## What you will do:
Write each line exactly as it stands, from the line containing "One marker per instance of the river" through the end of the data.
** begin Entries provided **
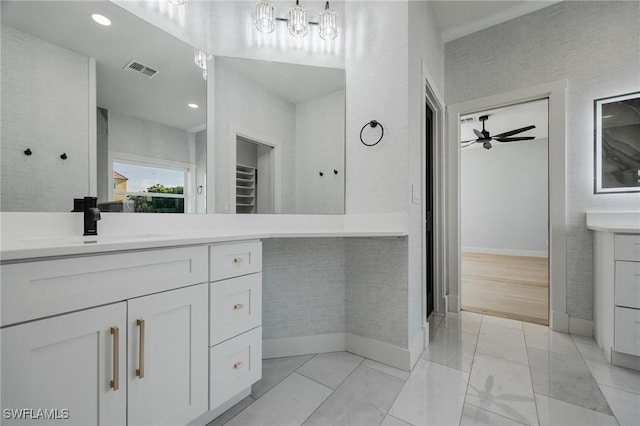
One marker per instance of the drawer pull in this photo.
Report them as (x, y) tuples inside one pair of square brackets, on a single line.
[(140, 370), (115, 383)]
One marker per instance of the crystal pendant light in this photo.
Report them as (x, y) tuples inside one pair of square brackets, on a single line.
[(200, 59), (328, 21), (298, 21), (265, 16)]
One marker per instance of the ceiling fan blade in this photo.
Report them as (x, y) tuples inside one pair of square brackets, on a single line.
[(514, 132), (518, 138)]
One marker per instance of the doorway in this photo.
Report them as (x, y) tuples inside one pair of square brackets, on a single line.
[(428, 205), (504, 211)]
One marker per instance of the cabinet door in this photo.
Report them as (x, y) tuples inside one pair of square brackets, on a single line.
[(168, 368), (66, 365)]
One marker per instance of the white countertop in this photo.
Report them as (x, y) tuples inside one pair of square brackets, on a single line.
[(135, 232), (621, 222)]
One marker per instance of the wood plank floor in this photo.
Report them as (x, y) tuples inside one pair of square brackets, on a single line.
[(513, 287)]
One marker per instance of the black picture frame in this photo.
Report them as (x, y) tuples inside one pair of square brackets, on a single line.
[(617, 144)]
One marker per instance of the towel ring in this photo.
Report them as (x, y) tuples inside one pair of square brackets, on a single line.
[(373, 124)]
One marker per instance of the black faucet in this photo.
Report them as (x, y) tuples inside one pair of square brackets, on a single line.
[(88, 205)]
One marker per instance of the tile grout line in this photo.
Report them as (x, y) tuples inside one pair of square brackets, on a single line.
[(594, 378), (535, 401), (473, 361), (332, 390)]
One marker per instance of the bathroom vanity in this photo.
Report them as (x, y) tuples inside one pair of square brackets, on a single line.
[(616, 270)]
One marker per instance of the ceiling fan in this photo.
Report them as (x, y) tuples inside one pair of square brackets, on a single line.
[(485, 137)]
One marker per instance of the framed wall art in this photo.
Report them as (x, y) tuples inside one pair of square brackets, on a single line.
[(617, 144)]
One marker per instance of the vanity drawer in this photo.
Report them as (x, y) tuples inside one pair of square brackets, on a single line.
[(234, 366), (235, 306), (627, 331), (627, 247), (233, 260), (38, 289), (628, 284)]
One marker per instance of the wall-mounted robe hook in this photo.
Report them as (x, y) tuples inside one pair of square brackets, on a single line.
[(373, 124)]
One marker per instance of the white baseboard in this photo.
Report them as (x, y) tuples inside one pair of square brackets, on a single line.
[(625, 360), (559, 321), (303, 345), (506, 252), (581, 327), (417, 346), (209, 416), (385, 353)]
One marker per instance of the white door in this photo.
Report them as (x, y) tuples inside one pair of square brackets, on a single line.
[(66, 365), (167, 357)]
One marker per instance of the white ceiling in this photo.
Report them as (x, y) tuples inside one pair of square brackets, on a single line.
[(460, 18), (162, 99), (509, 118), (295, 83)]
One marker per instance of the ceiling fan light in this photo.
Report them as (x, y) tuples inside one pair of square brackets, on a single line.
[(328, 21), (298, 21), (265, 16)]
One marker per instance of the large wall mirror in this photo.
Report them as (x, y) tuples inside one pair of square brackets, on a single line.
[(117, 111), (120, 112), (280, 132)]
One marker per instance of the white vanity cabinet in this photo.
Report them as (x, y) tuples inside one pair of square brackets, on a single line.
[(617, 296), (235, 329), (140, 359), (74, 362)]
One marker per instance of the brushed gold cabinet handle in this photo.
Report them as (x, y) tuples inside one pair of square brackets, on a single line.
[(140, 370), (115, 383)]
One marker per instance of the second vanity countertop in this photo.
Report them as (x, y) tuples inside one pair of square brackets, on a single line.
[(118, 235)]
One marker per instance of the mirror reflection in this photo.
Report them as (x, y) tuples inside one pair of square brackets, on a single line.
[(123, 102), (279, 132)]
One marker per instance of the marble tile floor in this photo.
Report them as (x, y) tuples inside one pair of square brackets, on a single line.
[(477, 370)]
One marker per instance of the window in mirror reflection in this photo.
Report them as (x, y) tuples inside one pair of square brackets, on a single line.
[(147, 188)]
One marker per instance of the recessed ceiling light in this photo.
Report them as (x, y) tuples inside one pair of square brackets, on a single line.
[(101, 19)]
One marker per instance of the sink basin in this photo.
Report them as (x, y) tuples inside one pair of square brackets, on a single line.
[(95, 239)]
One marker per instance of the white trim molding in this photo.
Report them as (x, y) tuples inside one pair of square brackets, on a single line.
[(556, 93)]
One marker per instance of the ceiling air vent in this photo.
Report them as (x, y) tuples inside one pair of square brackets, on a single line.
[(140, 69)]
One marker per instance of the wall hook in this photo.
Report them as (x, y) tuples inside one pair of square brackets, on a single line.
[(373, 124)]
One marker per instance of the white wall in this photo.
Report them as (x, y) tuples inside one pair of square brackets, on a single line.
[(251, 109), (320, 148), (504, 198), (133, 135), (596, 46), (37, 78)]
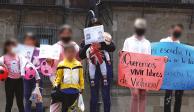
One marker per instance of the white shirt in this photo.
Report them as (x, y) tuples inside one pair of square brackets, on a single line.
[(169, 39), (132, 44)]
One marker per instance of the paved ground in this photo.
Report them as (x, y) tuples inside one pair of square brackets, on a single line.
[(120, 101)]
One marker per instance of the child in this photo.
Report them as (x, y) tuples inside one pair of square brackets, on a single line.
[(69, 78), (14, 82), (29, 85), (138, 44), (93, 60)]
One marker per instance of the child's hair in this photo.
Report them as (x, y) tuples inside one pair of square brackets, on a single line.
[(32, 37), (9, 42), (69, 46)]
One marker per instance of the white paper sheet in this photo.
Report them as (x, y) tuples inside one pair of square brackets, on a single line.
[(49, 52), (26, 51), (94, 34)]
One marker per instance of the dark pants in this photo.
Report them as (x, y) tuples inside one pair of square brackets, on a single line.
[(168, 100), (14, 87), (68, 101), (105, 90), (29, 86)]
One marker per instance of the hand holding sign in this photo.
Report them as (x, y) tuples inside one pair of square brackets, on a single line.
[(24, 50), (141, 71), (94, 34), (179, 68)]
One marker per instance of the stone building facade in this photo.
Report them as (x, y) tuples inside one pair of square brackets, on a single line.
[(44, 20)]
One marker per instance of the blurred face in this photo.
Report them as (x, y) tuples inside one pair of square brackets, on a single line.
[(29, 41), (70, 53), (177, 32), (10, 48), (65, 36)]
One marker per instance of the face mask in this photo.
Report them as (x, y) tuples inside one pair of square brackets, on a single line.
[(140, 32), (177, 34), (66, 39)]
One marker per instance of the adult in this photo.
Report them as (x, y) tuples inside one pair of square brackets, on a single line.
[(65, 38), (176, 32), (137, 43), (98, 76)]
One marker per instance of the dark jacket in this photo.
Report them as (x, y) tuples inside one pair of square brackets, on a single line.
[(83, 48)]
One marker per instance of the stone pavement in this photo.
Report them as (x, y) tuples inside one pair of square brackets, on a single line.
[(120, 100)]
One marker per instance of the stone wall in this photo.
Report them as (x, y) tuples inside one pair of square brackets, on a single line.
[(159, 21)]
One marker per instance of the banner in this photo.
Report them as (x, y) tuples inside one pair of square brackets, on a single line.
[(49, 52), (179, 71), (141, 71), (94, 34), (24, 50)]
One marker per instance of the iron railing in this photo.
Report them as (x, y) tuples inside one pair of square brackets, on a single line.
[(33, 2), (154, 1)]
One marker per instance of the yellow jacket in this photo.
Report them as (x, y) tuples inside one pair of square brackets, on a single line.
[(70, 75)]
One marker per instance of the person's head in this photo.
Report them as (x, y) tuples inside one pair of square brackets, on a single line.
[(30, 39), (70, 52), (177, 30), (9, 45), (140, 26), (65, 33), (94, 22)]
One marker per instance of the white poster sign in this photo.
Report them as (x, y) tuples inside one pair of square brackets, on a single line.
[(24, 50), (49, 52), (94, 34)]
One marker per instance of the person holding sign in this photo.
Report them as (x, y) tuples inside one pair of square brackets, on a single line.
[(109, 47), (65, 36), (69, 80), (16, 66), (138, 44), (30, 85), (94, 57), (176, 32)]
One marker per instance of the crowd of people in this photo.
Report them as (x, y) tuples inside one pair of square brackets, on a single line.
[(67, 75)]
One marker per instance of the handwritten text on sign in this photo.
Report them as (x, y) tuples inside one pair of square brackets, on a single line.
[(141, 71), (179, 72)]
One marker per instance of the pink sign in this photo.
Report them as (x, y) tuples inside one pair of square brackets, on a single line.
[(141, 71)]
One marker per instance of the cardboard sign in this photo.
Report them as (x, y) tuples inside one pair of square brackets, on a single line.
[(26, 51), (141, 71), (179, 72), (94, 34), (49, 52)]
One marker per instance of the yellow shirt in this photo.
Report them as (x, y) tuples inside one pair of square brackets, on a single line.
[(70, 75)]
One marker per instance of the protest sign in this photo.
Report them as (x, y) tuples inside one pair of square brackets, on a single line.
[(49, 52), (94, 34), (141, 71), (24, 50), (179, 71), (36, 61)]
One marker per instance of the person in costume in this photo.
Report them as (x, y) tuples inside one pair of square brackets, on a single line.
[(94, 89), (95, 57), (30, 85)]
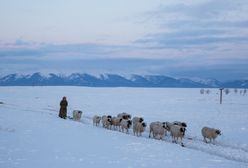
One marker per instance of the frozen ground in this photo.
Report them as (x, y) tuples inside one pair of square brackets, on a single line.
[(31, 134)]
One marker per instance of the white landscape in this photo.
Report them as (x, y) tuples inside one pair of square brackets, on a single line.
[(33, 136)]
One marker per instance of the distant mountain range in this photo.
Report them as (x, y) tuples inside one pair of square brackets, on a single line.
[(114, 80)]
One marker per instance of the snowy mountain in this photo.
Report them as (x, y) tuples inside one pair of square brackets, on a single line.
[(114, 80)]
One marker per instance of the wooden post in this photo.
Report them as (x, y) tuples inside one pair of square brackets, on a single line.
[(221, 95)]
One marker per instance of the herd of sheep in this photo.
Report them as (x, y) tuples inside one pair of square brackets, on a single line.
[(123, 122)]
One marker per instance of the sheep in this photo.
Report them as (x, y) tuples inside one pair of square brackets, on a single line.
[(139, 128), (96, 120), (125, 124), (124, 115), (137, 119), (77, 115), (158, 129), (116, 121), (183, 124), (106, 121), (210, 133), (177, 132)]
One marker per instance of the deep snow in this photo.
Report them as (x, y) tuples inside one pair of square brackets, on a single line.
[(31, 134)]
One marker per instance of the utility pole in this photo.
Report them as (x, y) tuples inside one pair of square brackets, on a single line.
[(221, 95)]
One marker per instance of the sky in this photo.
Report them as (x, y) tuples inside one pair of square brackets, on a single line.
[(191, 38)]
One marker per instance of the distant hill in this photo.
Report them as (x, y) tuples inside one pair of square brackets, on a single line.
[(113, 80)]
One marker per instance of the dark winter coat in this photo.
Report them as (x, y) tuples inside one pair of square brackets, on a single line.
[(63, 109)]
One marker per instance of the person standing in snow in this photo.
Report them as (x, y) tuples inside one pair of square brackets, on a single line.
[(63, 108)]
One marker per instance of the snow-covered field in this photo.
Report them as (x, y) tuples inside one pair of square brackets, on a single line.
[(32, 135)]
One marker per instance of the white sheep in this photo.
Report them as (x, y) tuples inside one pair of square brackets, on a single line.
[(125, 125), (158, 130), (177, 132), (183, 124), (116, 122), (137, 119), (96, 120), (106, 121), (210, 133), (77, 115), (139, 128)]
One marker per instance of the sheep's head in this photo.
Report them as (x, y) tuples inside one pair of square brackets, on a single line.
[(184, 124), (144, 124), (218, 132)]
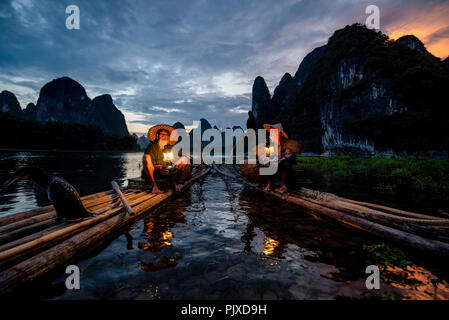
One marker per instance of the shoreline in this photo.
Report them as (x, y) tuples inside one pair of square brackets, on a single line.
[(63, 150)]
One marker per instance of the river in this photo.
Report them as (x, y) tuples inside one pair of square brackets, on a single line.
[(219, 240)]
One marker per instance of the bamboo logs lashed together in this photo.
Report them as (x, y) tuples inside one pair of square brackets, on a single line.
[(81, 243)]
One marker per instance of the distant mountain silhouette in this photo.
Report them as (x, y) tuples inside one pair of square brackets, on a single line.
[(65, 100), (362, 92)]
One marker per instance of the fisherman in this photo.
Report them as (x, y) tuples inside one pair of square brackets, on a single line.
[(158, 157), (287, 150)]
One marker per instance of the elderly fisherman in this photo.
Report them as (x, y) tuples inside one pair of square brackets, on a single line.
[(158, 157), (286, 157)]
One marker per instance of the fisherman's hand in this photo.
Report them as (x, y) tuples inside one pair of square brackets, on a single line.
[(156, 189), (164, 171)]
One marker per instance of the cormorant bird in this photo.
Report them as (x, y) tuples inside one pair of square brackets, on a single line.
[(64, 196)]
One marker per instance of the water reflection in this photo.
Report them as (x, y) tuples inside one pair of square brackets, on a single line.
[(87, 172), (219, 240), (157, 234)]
** end Entries provided **
## Complete answer:
One marker per instance of the river in this photo.
Report them as (x, y) tuples inside one pair of square brackets, on a single line.
[(219, 240)]
One marker per instance of the bamboo logs lashed together in this photo.
Report them as (x, y) tuples inside one pair of square brackets, on a single line.
[(81, 243)]
One marker per instance of the distant mountain silhouette in this photo.
Report them as (x, y) tuples inside one pair of square brackets, on a single line.
[(65, 100), (362, 92)]
One marker per instance of the fisherman in this photo.
Report them as (x, y) tuples inside one pair of square brackets, on a single line.
[(158, 157), (287, 150)]
One marker per instance of the elderly fisherman in this photo.
Report them as (x, y) tuples inside one pair of square brackets, on a single line.
[(158, 157), (286, 157)]
One marker per instance of the fisherman's hand in this photo.
Report them as (x, y) tuples inside one pair of square brackets, on a single line.
[(156, 189), (164, 171)]
One marker per instance of the cormorant bird in this photo.
Report them as (x, y) tuples inside one pair of square brackets, on a single line.
[(64, 196)]
One marker per instance of the water reflection in this photo.
Report them as (x, y) tuples inside one pair of square brackets, on a single line.
[(87, 172), (219, 240), (157, 234)]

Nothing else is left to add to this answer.